• **OBJECTIVE**
Rescale the stretch from the line containing "in green tank" through the end of the entries by writing every line again, requests included, with each bounding-box coordinate in the answers multiplied by 1.65 and rounded to a whole number, halves rounded up. Leave the requests unchanged.

____

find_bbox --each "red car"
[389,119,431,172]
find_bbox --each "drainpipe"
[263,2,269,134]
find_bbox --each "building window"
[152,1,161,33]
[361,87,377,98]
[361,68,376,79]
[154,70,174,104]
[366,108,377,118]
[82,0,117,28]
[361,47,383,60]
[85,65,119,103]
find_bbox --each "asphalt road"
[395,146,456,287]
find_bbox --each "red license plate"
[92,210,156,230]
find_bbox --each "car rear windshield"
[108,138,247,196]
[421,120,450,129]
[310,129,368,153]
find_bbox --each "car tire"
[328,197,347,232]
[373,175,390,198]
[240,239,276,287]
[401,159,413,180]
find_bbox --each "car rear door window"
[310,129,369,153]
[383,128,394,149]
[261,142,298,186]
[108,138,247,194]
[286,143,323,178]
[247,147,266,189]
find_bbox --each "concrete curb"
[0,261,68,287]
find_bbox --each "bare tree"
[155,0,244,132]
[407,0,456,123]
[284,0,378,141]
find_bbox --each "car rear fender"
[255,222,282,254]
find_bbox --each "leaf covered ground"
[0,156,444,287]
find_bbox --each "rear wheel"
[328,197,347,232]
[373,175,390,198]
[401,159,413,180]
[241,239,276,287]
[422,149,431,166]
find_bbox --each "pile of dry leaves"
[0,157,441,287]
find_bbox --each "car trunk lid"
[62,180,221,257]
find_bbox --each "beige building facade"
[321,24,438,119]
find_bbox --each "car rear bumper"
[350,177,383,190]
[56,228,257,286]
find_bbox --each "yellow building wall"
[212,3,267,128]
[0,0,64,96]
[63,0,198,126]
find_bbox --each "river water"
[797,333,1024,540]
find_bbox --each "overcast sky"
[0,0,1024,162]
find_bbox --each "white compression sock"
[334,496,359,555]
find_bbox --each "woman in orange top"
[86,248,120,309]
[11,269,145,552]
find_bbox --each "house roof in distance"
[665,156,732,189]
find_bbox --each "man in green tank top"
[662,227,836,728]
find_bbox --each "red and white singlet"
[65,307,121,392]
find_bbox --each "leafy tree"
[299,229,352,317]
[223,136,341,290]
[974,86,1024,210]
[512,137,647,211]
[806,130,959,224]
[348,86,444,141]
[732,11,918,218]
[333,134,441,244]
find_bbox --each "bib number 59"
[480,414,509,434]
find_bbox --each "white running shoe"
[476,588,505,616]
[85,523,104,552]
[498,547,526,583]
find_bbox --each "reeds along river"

____

• **OUTPUT FOR THIS EXERCISE**
find_bbox --each "man in green tank top"
[1092,375,1379,1201]
find_bbox --each "red and white singlet"
[107,507,200,647]
find_bbox --each "leafy tree"
[493,378,581,523]
[368,224,563,479]
[1607,142,1690,347]
[845,226,1068,348]
[1330,215,1582,370]
[574,142,733,233]
[1208,18,1515,360]
[549,221,728,403]
find_bbox --each "bib number 59"
[792,683,840,716]
find_bbox --each "white running shoe"
[785,970,833,1016]
[140,863,172,911]
[822,903,868,962]
find_bbox --each "reeds along river"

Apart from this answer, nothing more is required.